PASSAGE TO READ:
*** Block opens ***
Dupree was born in Carthage and grew up in a family where they picked cotton to make a living. She was the "great-grandchild of a slaveholder and the grandchild of former slaves," and stories she heard about life in slavery had a deep effect on her. Dupree grew up poor, living in a two-room house with her five siblings, her parents, and her grandmother. Dupree's mother "never permitted her to complain" of their poverty and "reminded her there were other children 'worse off' than she."

As a young woman in 1904, she moved to Galveston where she earned a living as a domestic worker. She was noticed for her sewing skills by a Mrs. Zula Kyle, who hired Dupree to work for her in Houston in 1911. Dupree would return home to Galveston often to visit her family.

She met her husband, Clarence Dupree, who was from Louisiana, in Galveston. Anna Dupree would call Clarence a "very unusual person." They were married in 1914, and moved to Houston in 1916. The Duprees saved money by "living simply" and they began to invest what they could into real estate. During World War I, Clarence was sent overseas to fight and during the conflict, he saved his money, returning to the United States with $1,000.

During World War I, Anna Dupree continued to work and save money. She worked as a beautician and manicurist, and later, worked on her own, making beauty "house calls" which were so successful, white beauticians in Houston banded together to stop her. Dupree was stopped from making house calls, but she vowed to create her own shop. Dupree built her own beauty salon which also had a Turkish bath, a sweatbox and massage parlor in 1936.

Together, the couple invested in other businesses and opened the Eldorado Ballroom in the Third Ward. The Eldorado was built in 1939 and was one of the first black clubs and entertainment venues in Houston. Previously, they had also opened the Pastime Theater in 1929. Other businesses that they opened included a pharmacy, men's apparel store, paint store and a nightclub.
*** Block closes ***
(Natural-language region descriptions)
*** Block opens ***
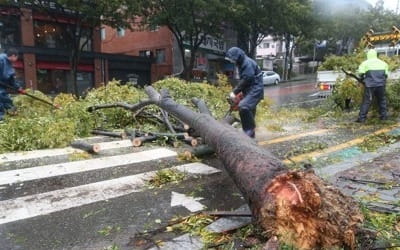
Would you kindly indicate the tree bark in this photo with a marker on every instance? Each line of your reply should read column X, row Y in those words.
column 297, row 206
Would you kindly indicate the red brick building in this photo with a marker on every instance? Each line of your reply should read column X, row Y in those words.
column 44, row 58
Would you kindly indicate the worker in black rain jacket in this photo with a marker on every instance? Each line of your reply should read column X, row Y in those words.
column 374, row 73
column 250, row 86
column 7, row 80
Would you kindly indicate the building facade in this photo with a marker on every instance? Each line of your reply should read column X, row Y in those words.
column 159, row 44
column 270, row 52
column 44, row 61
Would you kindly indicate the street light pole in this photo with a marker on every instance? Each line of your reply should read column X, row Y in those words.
column 397, row 7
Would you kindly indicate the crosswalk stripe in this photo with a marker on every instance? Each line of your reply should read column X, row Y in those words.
column 28, row 155
column 26, row 174
column 58, row 200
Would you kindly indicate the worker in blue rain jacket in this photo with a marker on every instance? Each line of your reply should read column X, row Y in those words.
column 250, row 86
column 7, row 80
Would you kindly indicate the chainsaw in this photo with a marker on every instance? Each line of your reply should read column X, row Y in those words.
column 234, row 103
column 348, row 73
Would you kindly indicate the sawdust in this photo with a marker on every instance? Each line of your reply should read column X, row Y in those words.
column 308, row 213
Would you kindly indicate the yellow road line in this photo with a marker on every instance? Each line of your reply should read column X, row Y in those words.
column 356, row 141
column 292, row 137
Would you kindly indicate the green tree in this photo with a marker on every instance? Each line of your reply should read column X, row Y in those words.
column 85, row 16
column 190, row 21
column 252, row 20
column 294, row 22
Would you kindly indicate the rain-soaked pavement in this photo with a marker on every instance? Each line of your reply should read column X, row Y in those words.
column 49, row 202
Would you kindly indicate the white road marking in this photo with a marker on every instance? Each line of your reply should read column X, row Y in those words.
column 34, row 173
column 28, row 155
column 58, row 200
column 188, row 202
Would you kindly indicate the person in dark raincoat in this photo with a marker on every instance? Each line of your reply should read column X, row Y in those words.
column 250, row 85
column 374, row 73
column 7, row 78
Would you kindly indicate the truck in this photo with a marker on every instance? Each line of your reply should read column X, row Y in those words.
column 326, row 80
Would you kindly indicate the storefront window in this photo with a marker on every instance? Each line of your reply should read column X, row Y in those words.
column 10, row 34
column 59, row 81
column 59, row 36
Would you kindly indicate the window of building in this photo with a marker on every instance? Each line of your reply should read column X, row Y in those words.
column 160, row 56
column 103, row 33
column 120, row 32
column 10, row 34
column 153, row 27
column 60, row 36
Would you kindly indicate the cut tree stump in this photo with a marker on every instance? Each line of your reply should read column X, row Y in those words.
column 90, row 148
column 297, row 206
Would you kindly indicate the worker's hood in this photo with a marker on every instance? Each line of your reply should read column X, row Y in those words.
column 372, row 54
column 235, row 55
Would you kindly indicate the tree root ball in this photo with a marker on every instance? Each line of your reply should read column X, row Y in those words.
column 306, row 212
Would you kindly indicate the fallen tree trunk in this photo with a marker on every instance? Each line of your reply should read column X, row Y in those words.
column 121, row 135
column 297, row 206
column 90, row 148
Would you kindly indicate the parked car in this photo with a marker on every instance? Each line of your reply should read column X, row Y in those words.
column 271, row 77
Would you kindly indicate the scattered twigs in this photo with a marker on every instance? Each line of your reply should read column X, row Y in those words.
column 228, row 213
column 138, row 141
column 152, row 136
column 90, row 148
column 368, row 181
column 130, row 107
column 191, row 141
column 121, row 135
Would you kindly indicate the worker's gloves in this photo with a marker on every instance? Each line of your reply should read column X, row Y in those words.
column 21, row 91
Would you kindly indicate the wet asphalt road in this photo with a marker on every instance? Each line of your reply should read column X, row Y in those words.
column 301, row 93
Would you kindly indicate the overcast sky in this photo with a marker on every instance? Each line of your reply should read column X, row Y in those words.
column 389, row 4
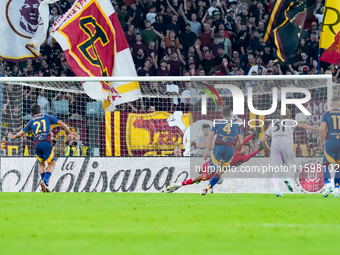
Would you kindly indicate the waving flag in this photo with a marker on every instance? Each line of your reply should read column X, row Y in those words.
column 331, row 23
column 284, row 27
column 94, row 45
column 332, row 54
column 23, row 28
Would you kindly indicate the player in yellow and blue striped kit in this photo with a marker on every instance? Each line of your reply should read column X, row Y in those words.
column 41, row 127
column 225, row 145
column 330, row 140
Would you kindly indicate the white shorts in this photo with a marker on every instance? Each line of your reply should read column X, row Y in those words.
column 281, row 155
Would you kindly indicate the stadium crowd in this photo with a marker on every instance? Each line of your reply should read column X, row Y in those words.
column 176, row 38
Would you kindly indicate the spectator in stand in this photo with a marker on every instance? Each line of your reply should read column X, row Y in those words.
column 170, row 41
column 15, row 72
column 256, row 67
column 175, row 63
column 251, row 63
column 212, row 8
column 195, row 26
column 43, row 102
column 267, row 54
column 55, row 14
column 206, row 36
column 148, row 34
column 152, row 52
column 130, row 35
column 187, row 38
column 151, row 15
column 313, row 47
column 163, row 69
column 220, row 56
column 139, row 60
column 173, row 26
column 148, row 69
column 159, row 25
column 208, row 62
column 135, row 47
column 185, row 106
column 123, row 15
column 136, row 14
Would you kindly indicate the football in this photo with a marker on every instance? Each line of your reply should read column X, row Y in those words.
column 300, row 117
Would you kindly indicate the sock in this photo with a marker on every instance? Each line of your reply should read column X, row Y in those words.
column 337, row 179
column 214, row 180
column 326, row 174
column 47, row 177
column 187, row 182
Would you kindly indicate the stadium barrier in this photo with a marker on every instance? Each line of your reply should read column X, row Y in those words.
column 81, row 174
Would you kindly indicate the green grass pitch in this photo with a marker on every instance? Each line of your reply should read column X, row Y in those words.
column 136, row 223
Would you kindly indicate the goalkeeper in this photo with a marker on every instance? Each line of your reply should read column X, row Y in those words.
column 241, row 155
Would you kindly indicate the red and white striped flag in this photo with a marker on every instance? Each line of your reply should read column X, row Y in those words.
column 95, row 45
column 23, row 28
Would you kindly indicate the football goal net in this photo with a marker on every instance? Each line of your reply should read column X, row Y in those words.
column 171, row 112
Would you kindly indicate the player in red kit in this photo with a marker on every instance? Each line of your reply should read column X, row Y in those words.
column 240, row 156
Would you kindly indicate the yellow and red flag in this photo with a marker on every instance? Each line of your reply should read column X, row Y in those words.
column 332, row 54
column 23, row 28
column 331, row 23
column 94, row 44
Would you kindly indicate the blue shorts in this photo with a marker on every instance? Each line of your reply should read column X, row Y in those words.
column 332, row 151
column 219, row 152
column 44, row 151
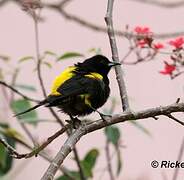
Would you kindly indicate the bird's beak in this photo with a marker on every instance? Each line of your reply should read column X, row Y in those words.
column 113, row 64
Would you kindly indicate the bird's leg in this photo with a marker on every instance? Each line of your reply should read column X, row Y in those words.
column 101, row 114
column 75, row 122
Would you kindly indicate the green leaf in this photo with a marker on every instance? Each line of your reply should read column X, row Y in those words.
column 5, row 159
column 26, row 58
column 89, row 162
column 22, row 105
column 141, row 127
column 25, row 87
column 69, row 55
column 74, row 174
column 113, row 134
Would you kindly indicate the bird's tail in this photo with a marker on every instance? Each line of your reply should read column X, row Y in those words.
column 32, row 108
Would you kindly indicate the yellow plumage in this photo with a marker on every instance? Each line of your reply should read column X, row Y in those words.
column 67, row 74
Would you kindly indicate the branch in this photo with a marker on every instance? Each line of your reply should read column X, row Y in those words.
column 37, row 150
column 18, row 92
column 114, row 50
column 85, row 129
column 180, row 154
column 59, row 7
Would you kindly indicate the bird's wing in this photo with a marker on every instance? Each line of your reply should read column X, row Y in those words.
column 74, row 86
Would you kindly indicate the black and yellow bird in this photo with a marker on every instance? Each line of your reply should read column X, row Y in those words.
column 80, row 89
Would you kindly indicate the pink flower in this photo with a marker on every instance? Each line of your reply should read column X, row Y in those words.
column 142, row 43
column 168, row 69
column 158, row 46
column 177, row 43
column 142, row 30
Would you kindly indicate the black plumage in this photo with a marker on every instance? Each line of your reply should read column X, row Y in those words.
column 83, row 88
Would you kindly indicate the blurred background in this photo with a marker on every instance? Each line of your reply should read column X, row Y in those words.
column 141, row 143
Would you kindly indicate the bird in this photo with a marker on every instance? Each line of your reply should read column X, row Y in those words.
column 80, row 89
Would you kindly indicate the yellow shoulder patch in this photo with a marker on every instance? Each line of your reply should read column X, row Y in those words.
column 59, row 80
column 94, row 75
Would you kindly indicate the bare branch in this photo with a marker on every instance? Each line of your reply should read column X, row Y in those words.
column 175, row 119
column 114, row 50
column 37, row 150
column 85, row 129
column 160, row 3
column 109, row 166
column 180, row 154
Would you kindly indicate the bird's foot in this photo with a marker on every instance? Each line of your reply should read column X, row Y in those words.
column 104, row 116
column 74, row 122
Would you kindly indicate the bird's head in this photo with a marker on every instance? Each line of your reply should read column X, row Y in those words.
column 98, row 63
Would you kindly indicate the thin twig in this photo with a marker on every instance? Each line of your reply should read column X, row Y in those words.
column 35, row 151
column 82, row 176
column 175, row 119
column 39, row 59
column 161, row 3
column 109, row 166
column 114, row 50
column 180, row 154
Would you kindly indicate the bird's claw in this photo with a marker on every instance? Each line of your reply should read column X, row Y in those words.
column 105, row 115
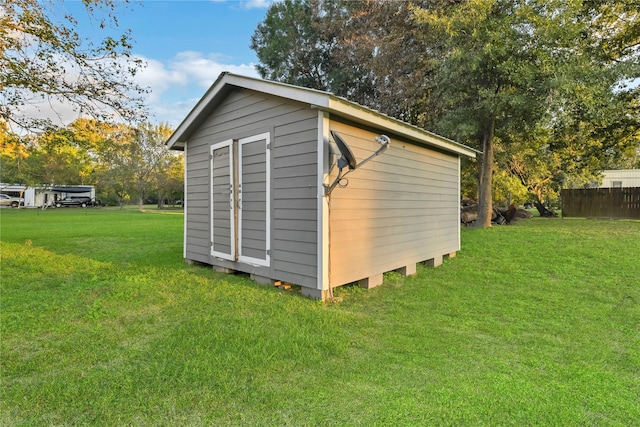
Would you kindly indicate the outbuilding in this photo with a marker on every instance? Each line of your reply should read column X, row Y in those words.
column 302, row 186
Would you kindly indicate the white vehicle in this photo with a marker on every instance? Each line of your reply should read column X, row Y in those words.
column 14, row 202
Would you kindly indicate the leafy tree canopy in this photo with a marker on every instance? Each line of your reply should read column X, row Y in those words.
column 43, row 58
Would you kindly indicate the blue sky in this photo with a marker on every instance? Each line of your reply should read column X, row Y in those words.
column 186, row 45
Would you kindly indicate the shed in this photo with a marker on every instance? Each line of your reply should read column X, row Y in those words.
column 260, row 161
column 621, row 178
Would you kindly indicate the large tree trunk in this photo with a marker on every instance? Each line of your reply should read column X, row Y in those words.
column 485, row 204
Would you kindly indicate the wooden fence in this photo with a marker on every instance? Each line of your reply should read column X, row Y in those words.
column 611, row 203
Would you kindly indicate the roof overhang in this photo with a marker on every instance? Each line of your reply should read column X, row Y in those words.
column 324, row 101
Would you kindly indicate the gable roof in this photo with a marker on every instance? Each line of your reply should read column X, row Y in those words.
column 324, row 101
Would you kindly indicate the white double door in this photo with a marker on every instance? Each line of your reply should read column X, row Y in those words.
column 240, row 194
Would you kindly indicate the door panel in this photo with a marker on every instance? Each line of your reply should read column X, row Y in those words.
column 254, row 195
column 223, row 238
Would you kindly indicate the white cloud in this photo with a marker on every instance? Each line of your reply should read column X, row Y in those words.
column 177, row 85
column 174, row 88
column 250, row 4
column 256, row 4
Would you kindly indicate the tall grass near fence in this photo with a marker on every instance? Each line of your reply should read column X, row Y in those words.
column 103, row 324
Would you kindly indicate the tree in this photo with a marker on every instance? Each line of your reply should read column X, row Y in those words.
column 369, row 51
column 549, row 83
column 43, row 58
column 491, row 80
column 148, row 157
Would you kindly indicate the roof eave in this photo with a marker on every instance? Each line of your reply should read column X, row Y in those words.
column 364, row 115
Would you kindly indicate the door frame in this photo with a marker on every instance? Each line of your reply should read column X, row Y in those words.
column 266, row 262
column 232, row 202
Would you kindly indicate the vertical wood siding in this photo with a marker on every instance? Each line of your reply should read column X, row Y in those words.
column 400, row 208
column 293, row 133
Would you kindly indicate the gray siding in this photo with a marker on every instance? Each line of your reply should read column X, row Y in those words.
column 293, row 134
column 400, row 208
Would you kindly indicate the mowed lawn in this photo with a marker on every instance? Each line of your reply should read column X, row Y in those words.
column 103, row 323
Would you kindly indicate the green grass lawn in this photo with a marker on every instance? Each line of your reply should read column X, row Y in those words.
column 104, row 324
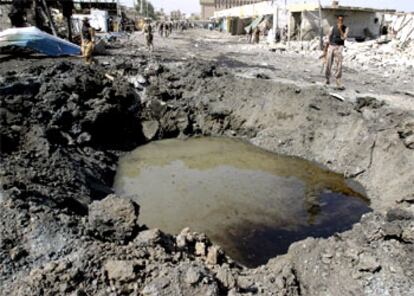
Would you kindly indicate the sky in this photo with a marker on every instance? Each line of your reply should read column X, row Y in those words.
column 189, row 6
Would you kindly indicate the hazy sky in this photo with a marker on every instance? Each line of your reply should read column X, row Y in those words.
*** Block closes ***
DIRECTIONS FOR THIS TASK:
Write out the passage on Anna Dupree between "Together, the couple" and "and a nightclub.", inclusive, word for word.

EXPECTED OUTPUT:
Together, the couple invested in other businesses and opened the Eldorado Ballroom in the Third Ward. The Eldorado was built in 1939 and was one of the first black clubs and entertainment venues in Houston. Previously, they had also opened the Pastime Theater in 1929. Other businesses that they opened included a pharmacy, men's apparel store, paint store and a nightclub.